» **Pointing rows**
────────────────────

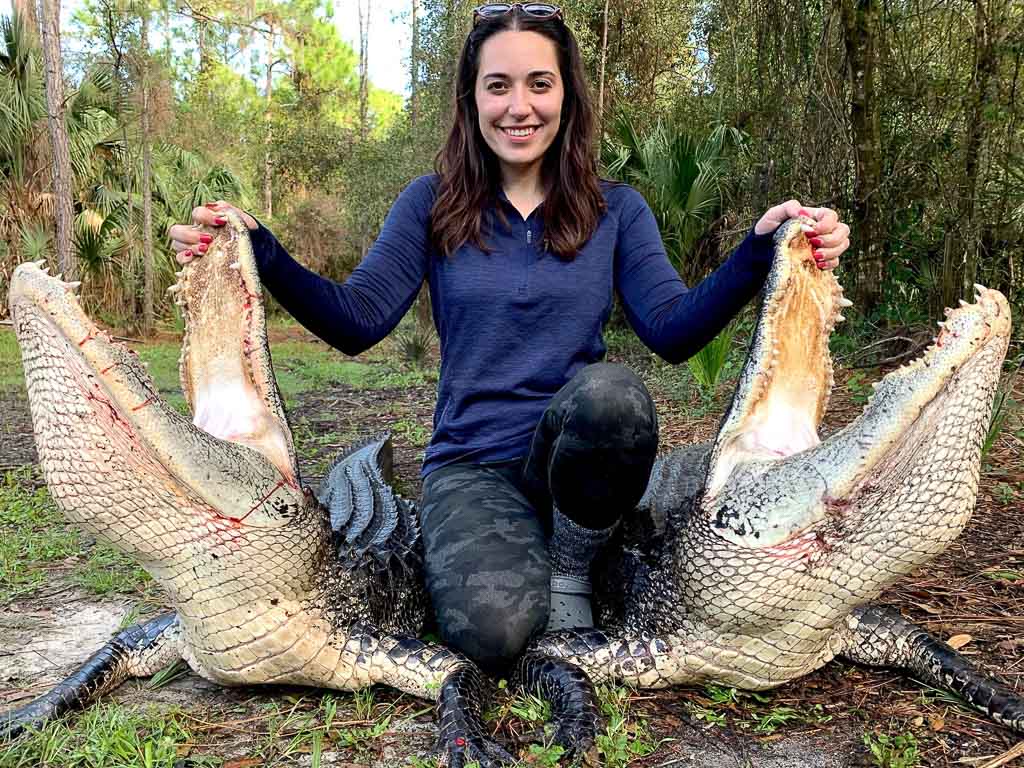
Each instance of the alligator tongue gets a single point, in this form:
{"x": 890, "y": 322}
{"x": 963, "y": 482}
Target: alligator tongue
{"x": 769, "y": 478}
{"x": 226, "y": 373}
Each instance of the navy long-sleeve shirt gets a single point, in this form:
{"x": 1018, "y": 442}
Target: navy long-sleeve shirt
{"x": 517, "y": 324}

────────────────────

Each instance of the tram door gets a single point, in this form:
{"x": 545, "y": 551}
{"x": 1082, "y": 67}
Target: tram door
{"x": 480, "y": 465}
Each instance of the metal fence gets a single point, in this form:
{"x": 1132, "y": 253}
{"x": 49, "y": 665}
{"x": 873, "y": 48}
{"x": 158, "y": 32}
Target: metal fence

────────────────────

» **WHAT TO WORK ON**
Pull out every line in the rows above that contains the word "alligator", and copy each of those lines in full.

» **THE RESULT**
Each instance of the alligator tongue gets a single point, in this form:
Target: alligator tongue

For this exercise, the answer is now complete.